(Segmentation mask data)
════════
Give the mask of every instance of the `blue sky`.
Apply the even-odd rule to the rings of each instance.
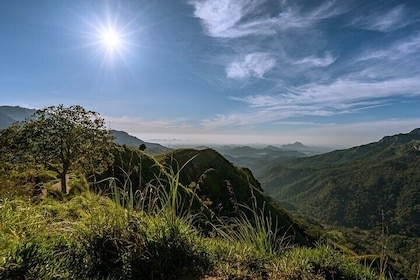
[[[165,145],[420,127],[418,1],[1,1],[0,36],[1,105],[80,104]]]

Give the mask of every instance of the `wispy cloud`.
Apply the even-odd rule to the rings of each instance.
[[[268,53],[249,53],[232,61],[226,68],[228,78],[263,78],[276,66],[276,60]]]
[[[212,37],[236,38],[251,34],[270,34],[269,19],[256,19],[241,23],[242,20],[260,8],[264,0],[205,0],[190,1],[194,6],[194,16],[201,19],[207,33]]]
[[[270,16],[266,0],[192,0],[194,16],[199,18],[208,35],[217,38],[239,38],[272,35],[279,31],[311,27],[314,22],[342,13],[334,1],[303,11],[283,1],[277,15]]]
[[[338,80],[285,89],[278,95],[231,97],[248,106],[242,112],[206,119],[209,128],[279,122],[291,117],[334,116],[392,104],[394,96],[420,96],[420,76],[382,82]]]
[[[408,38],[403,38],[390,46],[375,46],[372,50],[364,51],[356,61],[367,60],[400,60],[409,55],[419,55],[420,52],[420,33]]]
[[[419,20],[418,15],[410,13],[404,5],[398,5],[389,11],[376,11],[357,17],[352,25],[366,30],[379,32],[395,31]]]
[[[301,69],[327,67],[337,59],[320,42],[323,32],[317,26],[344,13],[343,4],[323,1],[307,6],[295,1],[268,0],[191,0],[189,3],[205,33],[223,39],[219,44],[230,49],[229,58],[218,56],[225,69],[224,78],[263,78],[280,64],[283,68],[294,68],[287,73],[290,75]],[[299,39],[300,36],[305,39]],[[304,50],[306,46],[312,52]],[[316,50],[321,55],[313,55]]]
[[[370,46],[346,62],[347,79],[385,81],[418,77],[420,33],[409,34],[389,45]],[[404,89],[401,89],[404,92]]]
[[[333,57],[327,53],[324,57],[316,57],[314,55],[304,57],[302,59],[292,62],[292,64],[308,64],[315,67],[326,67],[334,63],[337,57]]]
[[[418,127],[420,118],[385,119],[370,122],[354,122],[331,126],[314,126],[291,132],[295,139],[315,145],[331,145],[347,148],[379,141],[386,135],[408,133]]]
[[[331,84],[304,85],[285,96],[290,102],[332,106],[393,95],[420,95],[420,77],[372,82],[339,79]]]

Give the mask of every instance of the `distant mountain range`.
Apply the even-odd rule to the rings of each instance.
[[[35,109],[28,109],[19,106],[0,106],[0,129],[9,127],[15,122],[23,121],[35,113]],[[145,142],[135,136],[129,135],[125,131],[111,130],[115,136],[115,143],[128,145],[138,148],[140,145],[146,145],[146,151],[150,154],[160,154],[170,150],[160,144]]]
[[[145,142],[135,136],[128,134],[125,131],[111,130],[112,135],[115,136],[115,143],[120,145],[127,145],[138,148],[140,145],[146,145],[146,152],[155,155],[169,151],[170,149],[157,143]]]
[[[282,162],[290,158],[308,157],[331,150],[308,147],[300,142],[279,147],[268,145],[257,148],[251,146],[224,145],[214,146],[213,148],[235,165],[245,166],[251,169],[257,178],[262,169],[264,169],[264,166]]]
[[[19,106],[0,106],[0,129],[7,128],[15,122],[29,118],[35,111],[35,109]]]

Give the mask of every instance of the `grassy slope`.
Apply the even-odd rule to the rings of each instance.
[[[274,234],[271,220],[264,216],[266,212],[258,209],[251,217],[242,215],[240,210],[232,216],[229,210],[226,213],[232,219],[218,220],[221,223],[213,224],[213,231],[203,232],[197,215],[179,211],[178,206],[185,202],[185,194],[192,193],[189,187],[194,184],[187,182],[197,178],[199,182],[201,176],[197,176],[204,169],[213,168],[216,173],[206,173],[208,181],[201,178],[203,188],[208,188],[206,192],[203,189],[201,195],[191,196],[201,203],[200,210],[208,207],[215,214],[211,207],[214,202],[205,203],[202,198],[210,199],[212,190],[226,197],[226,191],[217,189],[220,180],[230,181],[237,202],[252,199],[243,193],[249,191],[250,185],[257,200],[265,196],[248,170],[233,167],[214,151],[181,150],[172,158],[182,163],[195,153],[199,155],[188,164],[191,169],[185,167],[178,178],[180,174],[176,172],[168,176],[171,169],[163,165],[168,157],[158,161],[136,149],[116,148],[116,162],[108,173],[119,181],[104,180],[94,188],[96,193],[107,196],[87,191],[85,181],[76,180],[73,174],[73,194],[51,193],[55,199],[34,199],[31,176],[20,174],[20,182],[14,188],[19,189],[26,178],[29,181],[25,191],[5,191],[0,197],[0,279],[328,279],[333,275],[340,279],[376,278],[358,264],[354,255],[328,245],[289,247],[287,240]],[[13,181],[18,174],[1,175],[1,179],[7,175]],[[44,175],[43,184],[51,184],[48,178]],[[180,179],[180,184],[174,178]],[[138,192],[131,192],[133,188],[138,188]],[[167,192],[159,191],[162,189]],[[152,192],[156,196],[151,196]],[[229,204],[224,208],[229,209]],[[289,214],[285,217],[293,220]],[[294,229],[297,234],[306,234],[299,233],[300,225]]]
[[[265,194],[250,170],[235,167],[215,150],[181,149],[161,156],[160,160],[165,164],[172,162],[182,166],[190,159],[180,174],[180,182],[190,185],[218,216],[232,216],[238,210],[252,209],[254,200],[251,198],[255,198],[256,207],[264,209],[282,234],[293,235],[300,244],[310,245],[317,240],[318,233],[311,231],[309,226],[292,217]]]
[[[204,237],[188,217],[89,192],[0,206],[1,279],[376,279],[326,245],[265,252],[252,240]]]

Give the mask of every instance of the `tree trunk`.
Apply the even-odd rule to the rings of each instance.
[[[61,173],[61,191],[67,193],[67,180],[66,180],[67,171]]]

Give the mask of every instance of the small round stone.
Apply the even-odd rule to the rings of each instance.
════════
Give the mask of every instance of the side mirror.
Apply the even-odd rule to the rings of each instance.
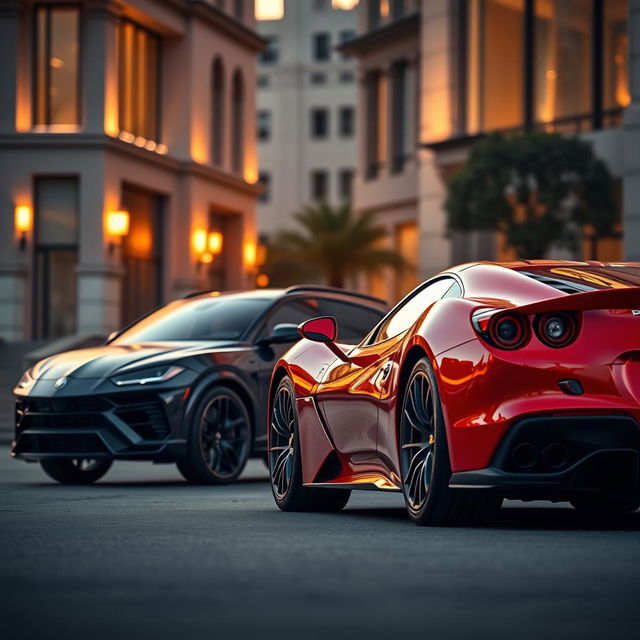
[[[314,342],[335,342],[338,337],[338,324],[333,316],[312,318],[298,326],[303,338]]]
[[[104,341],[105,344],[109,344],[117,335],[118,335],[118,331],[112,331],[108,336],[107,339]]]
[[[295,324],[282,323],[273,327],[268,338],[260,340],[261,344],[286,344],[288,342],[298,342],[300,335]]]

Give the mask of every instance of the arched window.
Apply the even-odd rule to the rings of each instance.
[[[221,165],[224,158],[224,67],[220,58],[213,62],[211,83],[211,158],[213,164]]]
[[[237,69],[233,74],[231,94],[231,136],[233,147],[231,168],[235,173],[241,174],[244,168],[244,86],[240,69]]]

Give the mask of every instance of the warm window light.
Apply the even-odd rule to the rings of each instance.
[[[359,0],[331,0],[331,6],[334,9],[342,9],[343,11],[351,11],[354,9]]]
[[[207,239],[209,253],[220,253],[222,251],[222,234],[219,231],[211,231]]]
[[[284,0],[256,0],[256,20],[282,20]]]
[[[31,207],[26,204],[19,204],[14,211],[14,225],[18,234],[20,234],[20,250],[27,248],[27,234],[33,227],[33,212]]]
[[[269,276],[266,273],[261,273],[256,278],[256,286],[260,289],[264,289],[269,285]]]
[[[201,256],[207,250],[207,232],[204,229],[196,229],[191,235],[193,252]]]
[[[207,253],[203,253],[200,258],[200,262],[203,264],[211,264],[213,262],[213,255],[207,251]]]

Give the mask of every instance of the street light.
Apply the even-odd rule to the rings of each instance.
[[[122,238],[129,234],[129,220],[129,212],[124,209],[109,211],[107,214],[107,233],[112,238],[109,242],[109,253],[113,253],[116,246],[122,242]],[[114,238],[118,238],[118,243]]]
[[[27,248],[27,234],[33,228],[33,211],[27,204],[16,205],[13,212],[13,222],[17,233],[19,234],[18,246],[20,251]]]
════════
### Requirement:
Exactly the lines above from the one with "Give the mask of every instance of the arched" to the one with "Give the mask of every instance of the warm", both included, are to be quoted; leave the rest out.

### Solution:
Give the mask of every instance of the arched window.
Apply the even-odd rule to the rings of each instance.
[[[221,165],[224,158],[224,67],[220,58],[213,62],[211,83],[211,158],[213,164]]]
[[[237,69],[233,74],[231,94],[231,136],[233,147],[231,168],[235,173],[241,174],[244,168],[244,86],[240,69]]]

Give the mask of every instance of the warm window light.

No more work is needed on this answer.